══ Document excerpt

Projecting a Recession from 2013
I woke up today to see oil below $27 a barrel, the US 10-year at 1.6% and the Dow down to 15,600. How quickly the economy is faltering. It is a crazy moment.
Oil below $29 a barrel creates Geo-political tensions that can create attacks of aggression. Other countries have already tried to negotiate with the Saudis to raise oil prices… and now oil is slipping to even new lows. A tense situation for oil producers.
The US 10-year hitting 1.6% so fast over the past month seems to be building downward momentum. The yield curve is trying hard to flatten even with short-term rates near zero.
Recession seems imminent. Will it happen?
I called a recession this year based on my assessment of effective demand. Others like Tim Duy and Janet Yellen do not see a recession this year. But they lack an understanding of effective demand.
I have seen this coming for a couple of years.
Back in September of 2013, using my Aggregate Supply- Effective Demand model, I saw that an effective demand limit was forming at a Real GDP around $16 trillion (2009 $$). The AS-ED model was only developed in April, 2013.
Here is an image from a post back then.
I saw that the effective demand lines were bunching together setting up a Long-run Aggregate Supply zone around $16.1 trillion, where the aggregate supply and effective demand lines would meet.
I wrote in September, 2013…
Eventually in a post in August of 2014, I projected…
“The projection now is for real GDP to enter the zone of the effective demand limit between $16.000 trillion and $16.160 trillion. This will happen before 2014 ends assuming the calibration of 0.762 for effective labor share is within a close margin of error.”
So what happened?
Update Note: The red dots in this graph show the crossing points between aggregate supply and effective demand. These red dots are different from the red dots in the previous graph. These red dots show the equilibrium so to speak between aggregate supply and effective demand. In both graphs, the crossing points expanded upward as Real GDP hit the effective demand zone (LRAS).
The equilibrium points began to rise when Real GDP hit $16.1 trillion. That is a sign of hitting the effective demand limit. This happened before the end of 2014, just as I had predicted. When effective demand rises in the LRAS zone, the dynamics of the economy are on the downside of the business cycle, just starting downward.
Ever since the end of 2014, the economy has been faltering. I predicted that the Dow would orbit 17,300 through 2015. And it did. I gave a 70% chance of recession this year back in January. (link, see comments.)

════

Please continue the recession projection post above, starting right after its last sentence.

══ Dataset entries

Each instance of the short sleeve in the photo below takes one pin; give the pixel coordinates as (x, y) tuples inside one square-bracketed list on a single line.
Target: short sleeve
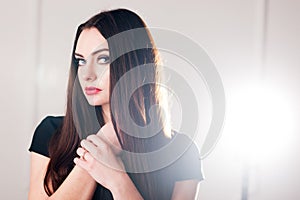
[(43, 134), (188, 165)]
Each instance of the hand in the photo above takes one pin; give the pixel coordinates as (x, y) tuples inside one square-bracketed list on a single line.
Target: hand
[(98, 157), (109, 134)]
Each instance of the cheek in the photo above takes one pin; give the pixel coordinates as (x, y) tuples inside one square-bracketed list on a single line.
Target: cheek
[(79, 76)]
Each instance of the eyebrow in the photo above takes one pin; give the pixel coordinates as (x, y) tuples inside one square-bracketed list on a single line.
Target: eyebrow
[(93, 53)]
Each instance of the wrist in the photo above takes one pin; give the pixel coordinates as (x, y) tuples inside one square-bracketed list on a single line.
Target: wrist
[(124, 187)]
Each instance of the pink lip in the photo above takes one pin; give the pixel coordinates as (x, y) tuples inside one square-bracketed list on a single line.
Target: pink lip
[(92, 90)]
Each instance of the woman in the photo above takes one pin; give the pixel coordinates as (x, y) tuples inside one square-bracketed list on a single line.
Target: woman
[(107, 167)]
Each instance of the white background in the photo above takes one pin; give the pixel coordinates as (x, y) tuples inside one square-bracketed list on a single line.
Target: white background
[(248, 40)]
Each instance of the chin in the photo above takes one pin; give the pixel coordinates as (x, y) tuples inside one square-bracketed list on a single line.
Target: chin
[(93, 102)]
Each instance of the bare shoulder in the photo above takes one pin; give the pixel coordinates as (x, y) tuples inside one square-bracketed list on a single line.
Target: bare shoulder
[(38, 167)]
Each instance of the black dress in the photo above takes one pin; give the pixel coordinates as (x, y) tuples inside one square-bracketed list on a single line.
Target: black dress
[(186, 167)]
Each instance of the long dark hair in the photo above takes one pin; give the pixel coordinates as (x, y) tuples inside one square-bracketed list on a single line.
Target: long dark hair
[(82, 119)]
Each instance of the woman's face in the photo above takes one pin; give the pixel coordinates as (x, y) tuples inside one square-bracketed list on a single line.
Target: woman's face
[(93, 66)]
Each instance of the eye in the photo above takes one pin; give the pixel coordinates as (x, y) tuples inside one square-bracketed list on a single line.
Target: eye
[(103, 59), (80, 61)]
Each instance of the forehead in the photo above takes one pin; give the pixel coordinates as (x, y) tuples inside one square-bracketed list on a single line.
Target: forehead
[(89, 41)]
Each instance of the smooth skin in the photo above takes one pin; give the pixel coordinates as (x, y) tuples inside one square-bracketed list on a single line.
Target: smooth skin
[(98, 157)]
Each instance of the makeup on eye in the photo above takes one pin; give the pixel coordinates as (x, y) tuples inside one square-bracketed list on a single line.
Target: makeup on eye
[(101, 59)]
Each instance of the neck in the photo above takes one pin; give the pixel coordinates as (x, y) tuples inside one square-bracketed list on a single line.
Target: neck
[(106, 113)]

════

The reply:
If this cycle is like the cycle before the 1980 recession, we would see a recession about 2 years after hitting the effective demand limit… That would put a recession this year, 2016, in the summer or fall.
So I got glimpses of the effective demand limit upon Real GDP as early as September, 2013. We have seen this coming for years.
I’m confused by the y-axis on the last graph , showing cpi at such high levels compared to what the official data has shown over the last few years. Of course , like many , I have my doubts about the official data.
What do you you think about the possibility that the economy simply grinds to a halt at near-zero growth and stays there , as opposed to having a more typical recession / recovery cycle ?
Marko,
The red dots in the last graph show where the lines cross, not the inflation rate where Real GDP is. The red dots measure the equilibrium so to speak between Real GDP and effective demand. The red dots in the second graph are real GDP points. So there is a difference there. i should make a note in the post.
Grinding to a halt? There is a lot of inefficiency in the economy that has to be cleaned up. We need a cleansing. Which means a downturn. I hope we do not get just a halt. The economy will stay sick in the next business cycle too.
None of that “predicts” a recession. The DOW is irrelevant useless. Outside 83-2007, It has very little historical value. Its run up in 2013-15. The 10 year is irrelevant.
Absent a major bounceback in equities, YOY change in real HH net worth as of March 30 will be negative. That will be reported in the Fed Z.1 release in the second week of June.
Every time that number has printed negative, since the 70s, we were either in or within months of being in a recession.
So that supports your timing prediction.
The problem is, this “runup” has no historical connotation to modern times. Stocks never ran up on commodities. Todays “selloff” is useless. No volume and will be reversed.
Lets also remember, commodities raise the cost of credit and slow economies during high price phases.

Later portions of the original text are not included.